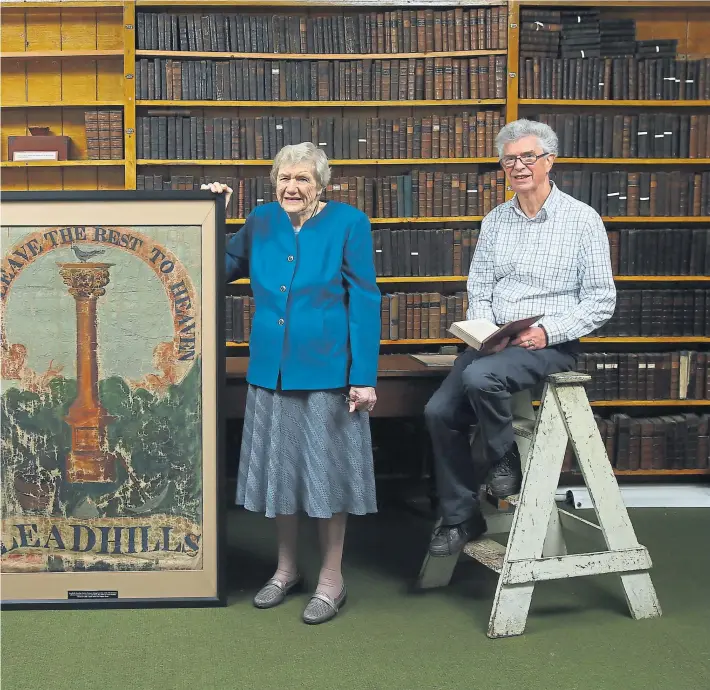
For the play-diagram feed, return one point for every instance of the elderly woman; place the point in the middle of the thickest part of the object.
(312, 369)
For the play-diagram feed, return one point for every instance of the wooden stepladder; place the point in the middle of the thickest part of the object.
(536, 549)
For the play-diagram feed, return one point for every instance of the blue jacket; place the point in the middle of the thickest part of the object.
(317, 317)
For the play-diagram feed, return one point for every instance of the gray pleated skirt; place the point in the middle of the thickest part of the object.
(304, 451)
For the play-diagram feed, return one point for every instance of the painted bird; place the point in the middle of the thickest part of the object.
(83, 255)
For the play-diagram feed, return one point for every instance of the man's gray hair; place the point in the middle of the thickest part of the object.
(298, 153)
(518, 129)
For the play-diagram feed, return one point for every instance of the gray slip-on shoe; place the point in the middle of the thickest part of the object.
(322, 608)
(274, 592)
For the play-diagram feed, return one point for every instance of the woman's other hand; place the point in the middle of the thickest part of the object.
(362, 398)
(220, 188)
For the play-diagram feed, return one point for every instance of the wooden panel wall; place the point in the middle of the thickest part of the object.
(79, 80)
(62, 79)
(690, 26)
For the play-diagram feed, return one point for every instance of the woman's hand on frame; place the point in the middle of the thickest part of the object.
(362, 398)
(220, 188)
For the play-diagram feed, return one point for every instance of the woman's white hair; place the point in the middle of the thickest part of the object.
(518, 129)
(298, 153)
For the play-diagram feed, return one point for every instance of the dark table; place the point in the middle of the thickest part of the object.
(404, 386)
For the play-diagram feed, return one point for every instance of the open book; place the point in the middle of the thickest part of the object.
(481, 334)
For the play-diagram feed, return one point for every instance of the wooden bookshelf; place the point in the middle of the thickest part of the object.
(610, 340)
(34, 54)
(319, 104)
(618, 103)
(629, 220)
(332, 161)
(185, 54)
(64, 104)
(85, 57)
(463, 279)
(56, 4)
(400, 221)
(632, 161)
(62, 164)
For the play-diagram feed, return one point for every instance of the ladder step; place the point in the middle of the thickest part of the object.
(488, 552)
(500, 503)
(524, 427)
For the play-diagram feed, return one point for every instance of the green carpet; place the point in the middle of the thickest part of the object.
(579, 634)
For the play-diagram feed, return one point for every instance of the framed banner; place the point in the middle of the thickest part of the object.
(112, 383)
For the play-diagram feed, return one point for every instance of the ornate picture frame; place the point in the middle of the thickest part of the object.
(113, 359)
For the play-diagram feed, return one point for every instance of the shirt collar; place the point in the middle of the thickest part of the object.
(548, 208)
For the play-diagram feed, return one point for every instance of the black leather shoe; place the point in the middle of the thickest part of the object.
(448, 540)
(506, 476)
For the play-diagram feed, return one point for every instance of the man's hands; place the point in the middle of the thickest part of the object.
(496, 348)
(531, 338)
(361, 398)
(220, 188)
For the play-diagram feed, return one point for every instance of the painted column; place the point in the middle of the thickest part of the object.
(89, 459)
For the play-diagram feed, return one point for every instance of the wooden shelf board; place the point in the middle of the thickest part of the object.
(320, 56)
(262, 4)
(656, 219)
(60, 4)
(332, 161)
(462, 279)
(616, 3)
(397, 221)
(316, 104)
(650, 339)
(620, 103)
(474, 219)
(31, 54)
(62, 164)
(659, 473)
(634, 161)
(647, 403)
(64, 104)
(662, 279)
(394, 279)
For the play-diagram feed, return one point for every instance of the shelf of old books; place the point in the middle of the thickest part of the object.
(212, 90)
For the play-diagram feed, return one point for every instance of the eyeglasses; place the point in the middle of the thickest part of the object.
(527, 159)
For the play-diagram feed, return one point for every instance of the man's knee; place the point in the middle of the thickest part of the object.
(438, 410)
(478, 377)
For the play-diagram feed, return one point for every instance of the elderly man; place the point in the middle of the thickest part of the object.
(541, 253)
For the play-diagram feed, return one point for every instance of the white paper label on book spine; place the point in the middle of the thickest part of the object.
(35, 156)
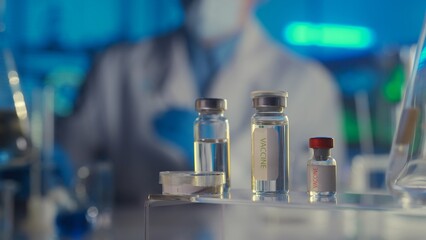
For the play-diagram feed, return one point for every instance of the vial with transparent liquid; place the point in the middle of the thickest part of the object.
(270, 143)
(211, 138)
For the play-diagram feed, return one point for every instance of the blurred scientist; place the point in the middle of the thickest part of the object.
(137, 106)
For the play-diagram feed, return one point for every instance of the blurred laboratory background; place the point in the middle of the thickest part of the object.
(367, 45)
(54, 43)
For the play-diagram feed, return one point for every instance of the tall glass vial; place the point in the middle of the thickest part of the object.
(270, 143)
(321, 172)
(211, 138)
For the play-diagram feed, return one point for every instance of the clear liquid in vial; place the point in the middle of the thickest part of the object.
(212, 155)
(280, 184)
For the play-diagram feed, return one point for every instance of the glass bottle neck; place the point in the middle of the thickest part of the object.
(211, 113)
(321, 154)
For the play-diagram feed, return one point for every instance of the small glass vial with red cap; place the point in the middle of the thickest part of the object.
(321, 168)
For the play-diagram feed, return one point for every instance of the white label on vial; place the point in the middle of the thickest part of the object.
(265, 154)
(321, 178)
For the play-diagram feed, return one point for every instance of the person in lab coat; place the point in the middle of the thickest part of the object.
(137, 106)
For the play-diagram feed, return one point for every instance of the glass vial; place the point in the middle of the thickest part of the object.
(321, 170)
(211, 138)
(269, 143)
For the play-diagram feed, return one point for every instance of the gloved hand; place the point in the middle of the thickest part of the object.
(176, 126)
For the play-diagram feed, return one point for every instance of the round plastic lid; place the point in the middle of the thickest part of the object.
(210, 104)
(321, 142)
(269, 99)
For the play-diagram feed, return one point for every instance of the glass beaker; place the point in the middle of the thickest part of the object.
(406, 174)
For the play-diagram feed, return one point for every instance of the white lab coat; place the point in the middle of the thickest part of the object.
(120, 101)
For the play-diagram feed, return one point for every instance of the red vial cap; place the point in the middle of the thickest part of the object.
(321, 142)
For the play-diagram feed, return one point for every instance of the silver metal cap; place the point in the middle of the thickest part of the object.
(210, 104)
(269, 99)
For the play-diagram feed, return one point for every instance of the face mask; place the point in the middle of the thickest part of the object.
(213, 20)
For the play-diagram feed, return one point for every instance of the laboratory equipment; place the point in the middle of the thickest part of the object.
(190, 183)
(406, 174)
(15, 145)
(270, 142)
(211, 138)
(321, 171)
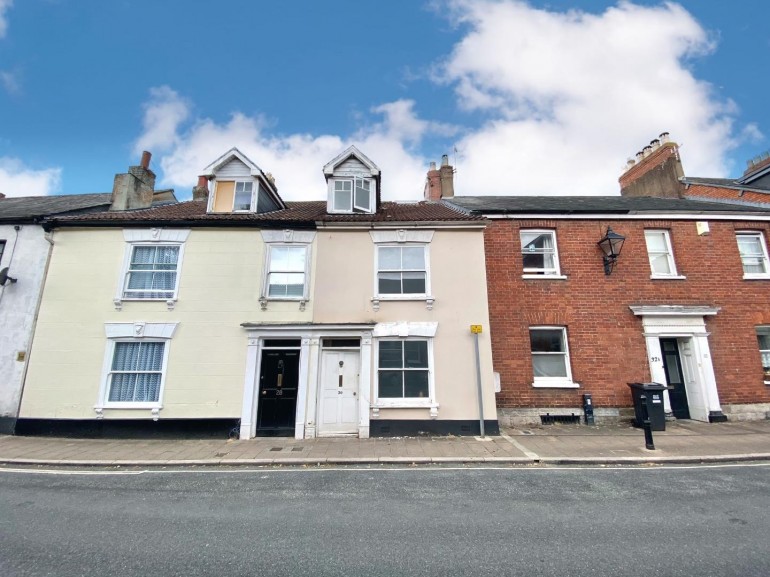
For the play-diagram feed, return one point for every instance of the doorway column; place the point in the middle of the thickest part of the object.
(248, 408)
(312, 347)
(706, 369)
(657, 370)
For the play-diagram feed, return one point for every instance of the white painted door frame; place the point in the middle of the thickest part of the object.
(310, 336)
(687, 325)
(338, 391)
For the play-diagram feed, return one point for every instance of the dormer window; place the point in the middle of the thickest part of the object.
(352, 195)
(354, 183)
(243, 196)
(239, 185)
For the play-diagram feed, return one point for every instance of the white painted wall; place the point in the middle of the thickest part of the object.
(26, 254)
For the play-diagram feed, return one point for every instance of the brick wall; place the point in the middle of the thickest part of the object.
(606, 344)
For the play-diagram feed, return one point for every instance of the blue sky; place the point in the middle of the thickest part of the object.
(526, 97)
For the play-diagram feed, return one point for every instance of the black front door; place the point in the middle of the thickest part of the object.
(672, 364)
(277, 404)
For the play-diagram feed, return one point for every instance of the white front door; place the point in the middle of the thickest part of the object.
(696, 397)
(338, 406)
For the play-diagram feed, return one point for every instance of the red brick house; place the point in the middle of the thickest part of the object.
(686, 303)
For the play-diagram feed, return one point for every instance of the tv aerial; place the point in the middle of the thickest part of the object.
(5, 277)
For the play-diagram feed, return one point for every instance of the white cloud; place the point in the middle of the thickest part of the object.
(16, 179)
(563, 97)
(295, 160)
(163, 114)
(5, 5)
(568, 96)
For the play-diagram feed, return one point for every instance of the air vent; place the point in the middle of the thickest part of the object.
(549, 419)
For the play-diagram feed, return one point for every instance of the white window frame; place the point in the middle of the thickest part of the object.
(763, 245)
(402, 296)
(353, 206)
(287, 238)
(269, 271)
(669, 254)
(405, 402)
(764, 330)
(150, 237)
(554, 273)
(254, 191)
(133, 333)
(402, 237)
(554, 382)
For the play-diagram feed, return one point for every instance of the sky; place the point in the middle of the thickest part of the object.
(526, 97)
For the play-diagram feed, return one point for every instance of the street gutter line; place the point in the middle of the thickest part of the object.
(613, 468)
(520, 447)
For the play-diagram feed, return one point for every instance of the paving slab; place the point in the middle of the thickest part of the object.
(682, 441)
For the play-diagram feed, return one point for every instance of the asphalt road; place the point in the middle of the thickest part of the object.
(643, 521)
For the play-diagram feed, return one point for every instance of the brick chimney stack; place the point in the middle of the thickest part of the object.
(440, 182)
(655, 172)
(201, 191)
(433, 183)
(134, 189)
(757, 163)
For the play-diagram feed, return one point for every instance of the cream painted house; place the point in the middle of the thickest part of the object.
(237, 312)
(25, 250)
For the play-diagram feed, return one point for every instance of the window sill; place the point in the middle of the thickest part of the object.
(170, 302)
(123, 406)
(429, 300)
(555, 384)
(404, 404)
(154, 408)
(264, 300)
(544, 276)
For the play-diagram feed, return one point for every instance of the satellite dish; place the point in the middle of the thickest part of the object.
(4, 278)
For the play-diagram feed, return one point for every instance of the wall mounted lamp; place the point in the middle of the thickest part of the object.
(611, 245)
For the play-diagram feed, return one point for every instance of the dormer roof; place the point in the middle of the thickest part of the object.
(332, 165)
(227, 157)
(255, 171)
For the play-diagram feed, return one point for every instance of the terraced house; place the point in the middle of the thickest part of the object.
(238, 312)
(25, 250)
(588, 294)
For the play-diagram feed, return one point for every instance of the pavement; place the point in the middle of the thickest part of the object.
(683, 441)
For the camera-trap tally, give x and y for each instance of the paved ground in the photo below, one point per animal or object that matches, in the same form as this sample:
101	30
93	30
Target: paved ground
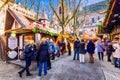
65	69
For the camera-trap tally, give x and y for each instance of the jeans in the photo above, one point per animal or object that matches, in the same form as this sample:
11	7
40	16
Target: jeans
28	63
100	55
40	68
115	61
76	52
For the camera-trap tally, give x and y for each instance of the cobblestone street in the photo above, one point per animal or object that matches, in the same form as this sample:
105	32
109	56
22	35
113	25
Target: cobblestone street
65	69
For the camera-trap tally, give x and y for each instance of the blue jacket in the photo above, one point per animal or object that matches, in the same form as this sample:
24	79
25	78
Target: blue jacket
90	47
100	47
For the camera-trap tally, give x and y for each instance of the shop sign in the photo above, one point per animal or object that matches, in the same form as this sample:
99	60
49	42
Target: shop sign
12	42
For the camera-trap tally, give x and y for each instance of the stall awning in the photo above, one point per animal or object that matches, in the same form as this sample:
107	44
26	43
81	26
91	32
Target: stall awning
19	31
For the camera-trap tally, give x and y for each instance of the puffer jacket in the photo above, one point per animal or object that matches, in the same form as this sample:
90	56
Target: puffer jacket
82	48
116	54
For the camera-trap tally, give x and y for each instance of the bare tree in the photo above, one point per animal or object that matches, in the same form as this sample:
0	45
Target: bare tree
64	20
6	2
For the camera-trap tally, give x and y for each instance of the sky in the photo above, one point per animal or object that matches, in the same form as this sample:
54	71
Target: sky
45	5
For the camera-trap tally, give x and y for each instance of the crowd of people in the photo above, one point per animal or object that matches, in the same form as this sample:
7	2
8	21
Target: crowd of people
48	51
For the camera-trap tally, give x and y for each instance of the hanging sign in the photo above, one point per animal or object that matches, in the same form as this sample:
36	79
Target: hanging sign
12	42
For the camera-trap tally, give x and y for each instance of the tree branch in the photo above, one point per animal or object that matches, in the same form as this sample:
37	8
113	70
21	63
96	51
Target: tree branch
73	13
55	11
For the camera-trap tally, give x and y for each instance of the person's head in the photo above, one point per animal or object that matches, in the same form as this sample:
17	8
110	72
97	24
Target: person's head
82	40
77	39
51	40
42	40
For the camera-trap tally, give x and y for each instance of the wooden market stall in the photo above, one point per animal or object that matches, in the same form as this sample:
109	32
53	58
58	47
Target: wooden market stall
19	29
112	19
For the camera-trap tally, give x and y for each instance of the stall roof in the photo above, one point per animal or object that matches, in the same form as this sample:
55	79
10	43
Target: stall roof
113	16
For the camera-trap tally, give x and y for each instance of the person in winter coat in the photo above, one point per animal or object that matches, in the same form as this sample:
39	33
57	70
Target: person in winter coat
82	51
28	51
76	49
100	49
43	57
90	50
52	48
109	50
63	49
116	54
69	47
══════════════════════════════
Exercise requirements.
Nothing but the lines from the one with "of the tree" through the end of the data above should be repeated, each exactly as it stands.

Full answer.
For the camera-trap tally, give x and y for each instance of the tree branch in the photo above, one point per animal or object that matches, in the same form as this sample:
37	8
113	70
21	63
96	51
Target: tree branch
73	13
55	11
For the camera-trap tally, give x and y for each instance of the person's head in the photo above, one point per animal or object that matches, in the same form as this sample:
17	8
110	72
97	24
Target: person's head
82	40
77	39
51	40
42	40
For the camera-trap tally, give x and y for each instance of the wooden market stall in the photo above, one point per animal or object that matches, in the same form as this sample:
109	32
53	58
58	47
Target: wooden market stall
19	29
112	19
For the camera-trap tally, give x and y for each instance of the stall roof in the photo above, one point per animal or object that matches, in the same form as this sample:
55	79
10	43
Target: stall roof
113	16
For the camera-trap tally, give x and y for each instance of the person in winter coat in the photo above, one point per animal or object that matches, in the same form as this sample:
39	33
57	70
Target: person in winter coat
82	51
28	51
76	49
100	49
43	57
90	50
52	48
109	50
63	49
116	54
69	47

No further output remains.